(Entries taken from a collection)
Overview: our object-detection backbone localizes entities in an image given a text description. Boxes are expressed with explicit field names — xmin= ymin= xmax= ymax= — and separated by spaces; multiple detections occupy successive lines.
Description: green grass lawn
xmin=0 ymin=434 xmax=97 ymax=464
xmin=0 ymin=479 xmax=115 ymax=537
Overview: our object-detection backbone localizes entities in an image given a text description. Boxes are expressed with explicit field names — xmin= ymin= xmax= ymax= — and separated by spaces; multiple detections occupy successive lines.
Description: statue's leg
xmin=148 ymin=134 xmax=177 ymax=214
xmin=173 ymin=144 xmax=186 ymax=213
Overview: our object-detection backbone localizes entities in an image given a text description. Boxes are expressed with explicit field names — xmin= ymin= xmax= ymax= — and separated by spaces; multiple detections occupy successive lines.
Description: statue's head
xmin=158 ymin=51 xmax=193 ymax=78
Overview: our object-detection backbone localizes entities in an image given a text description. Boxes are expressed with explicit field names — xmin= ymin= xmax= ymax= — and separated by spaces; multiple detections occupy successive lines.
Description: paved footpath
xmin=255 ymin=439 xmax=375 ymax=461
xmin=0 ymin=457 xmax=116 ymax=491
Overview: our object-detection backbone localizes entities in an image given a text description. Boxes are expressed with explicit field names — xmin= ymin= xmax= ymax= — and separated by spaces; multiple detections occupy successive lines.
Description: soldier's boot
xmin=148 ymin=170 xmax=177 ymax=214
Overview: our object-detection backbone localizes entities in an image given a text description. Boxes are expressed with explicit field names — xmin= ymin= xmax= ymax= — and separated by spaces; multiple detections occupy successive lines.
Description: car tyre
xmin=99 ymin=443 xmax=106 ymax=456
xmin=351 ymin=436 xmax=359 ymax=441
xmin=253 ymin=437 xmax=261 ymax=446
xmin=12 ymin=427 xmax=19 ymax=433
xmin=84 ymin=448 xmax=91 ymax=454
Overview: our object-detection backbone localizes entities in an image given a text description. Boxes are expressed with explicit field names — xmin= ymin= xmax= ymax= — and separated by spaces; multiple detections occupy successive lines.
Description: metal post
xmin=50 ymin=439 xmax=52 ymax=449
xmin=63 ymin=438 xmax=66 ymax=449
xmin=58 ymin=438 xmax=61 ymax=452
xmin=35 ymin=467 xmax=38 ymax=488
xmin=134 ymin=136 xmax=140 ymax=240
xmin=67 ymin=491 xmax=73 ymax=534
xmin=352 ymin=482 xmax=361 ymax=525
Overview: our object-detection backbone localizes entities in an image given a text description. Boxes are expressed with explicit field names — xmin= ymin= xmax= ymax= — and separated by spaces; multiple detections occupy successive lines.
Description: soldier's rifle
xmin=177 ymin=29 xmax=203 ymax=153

Your goal
What is needed is an exact retyping of every line from the one containing "Description: car tyre" through the final line of the entries, and only those lines.

Output
Description: car tyre
xmin=99 ymin=443 xmax=106 ymax=456
xmin=351 ymin=436 xmax=359 ymax=441
xmin=253 ymin=437 xmax=261 ymax=446
xmin=12 ymin=427 xmax=19 ymax=433
xmin=84 ymin=448 xmax=91 ymax=454
Overview: our object-detection backbone localizes entities in an image given a text description. Boxes are expressed with explicit field names — xmin= ymin= xmax= ymax= — and separated by spaces; multiple detections occupy successive lines.
Description: metal post
xmin=50 ymin=439 xmax=52 ymax=449
xmin=63 ymin=438 xmax=66 ymax=449
xmin=58 ymin=438 xmax=61 ymax=452
xmin=35 ymin=467 xmax=38 ymax=488
xmin=134 ymin=136 xmax=140 ymax=240
xmin=67 ymin=491 xmax=73 ymax=534
xmin=352 ymin=482 xmax=361 ymax=525
Overview: our object-detection backbone localizes entities in an image given a text description. Boxes are expressed with explicit field names — xmin= ymin= xmax= ymax= — and separated by spaces; multiple detections occupy successive lines.
Description: soldier's rifle
xmin=177 ymin=29 xmax=203 ymax=153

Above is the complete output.